**Provided passage**
When I was a kid, I had to go to CCD, a religious after school program for Catholics.

The whole time I was there it was a mental game of trying to steel man the contradictory or incoherent stuff, using my brain power to try and rewrite things to make sense.

After some years, I woke up and realized that’s what I was doing, and even if I could do it in my mind, that didn’t make the source material rational.

Heres hoping you have a similar moment.

> Heres hoping you have a similar moment.

I do not politically align with Musk. I’ve always thought Tesla was important in popularizing electric cars while being a low-quality built product with repair and supply chain issues. I think The Boring Company is a joke. Twitter was a power-grab.

I also think SpaceX is societally beneficial, a good means to shake-up a stagnant industry and a humanity-wide area of interest.

If you think I’m a member of a religious cult, I respectfully suggest you evaluate what led You to believe that itself.

The problem of datacenters in space and knowledge preservation/disaster redundancy are entirely disjoint.

Datacenters in space have a lifespan measured in years. Single-digit years. Communicating with such an installation requires relatively advanced technology. In an extinction level crisis, there will be extremely little chance of finding someone with the equipment, expertise, and power to download bulk data. And don't forget that you have less than a decade to access this data before the constellation either fails or deorbits.

**Given entries**
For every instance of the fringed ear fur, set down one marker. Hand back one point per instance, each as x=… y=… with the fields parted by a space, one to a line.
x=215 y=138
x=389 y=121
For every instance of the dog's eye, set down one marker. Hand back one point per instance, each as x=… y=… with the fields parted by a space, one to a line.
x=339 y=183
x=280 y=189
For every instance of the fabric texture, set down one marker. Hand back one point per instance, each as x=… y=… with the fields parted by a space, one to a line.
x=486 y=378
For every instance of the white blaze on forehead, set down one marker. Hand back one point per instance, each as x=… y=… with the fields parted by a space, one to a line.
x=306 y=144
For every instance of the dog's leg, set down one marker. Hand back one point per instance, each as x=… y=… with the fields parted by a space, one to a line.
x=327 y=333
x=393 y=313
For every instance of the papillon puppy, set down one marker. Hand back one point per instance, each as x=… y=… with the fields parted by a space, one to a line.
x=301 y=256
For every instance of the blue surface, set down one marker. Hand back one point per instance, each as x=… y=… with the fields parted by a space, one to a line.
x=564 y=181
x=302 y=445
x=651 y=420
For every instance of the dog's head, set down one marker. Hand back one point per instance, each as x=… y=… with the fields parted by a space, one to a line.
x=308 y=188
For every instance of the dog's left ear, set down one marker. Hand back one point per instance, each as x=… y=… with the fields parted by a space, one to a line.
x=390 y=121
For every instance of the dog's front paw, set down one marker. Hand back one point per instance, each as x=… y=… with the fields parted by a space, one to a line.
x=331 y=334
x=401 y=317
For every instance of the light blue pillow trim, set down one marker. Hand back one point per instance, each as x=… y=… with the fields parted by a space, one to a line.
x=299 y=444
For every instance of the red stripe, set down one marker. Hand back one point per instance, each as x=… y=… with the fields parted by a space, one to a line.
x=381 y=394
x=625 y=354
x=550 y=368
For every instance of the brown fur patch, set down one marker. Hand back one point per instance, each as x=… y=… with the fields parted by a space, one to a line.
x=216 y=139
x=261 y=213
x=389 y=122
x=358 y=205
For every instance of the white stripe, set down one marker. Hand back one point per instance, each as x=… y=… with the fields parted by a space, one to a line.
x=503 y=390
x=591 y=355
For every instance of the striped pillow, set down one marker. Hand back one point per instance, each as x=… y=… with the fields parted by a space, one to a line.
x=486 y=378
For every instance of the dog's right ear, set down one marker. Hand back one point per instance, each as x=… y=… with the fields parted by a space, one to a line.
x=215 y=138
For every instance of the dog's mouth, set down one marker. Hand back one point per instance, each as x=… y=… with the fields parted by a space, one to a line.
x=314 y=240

**Goals**
(1) According to the passage, what was CCD?
(2) Return every line of the entries that contains the string "pillow", matching case exactly.
The passage and the entries are separate, unrelated material.

**Completed exercise**
(1) A religious after school program for Catholics.

(2)
For every instance of the light blue pillow trim, set down one marker. Hand back one point per instance, each as x=… y=… with the fields parted by a space, one to a line.
For every instance of the striped pillow, set down one marker. Hand back one point per instance, each as x=… y=… with the fields parted by a space, one to a line.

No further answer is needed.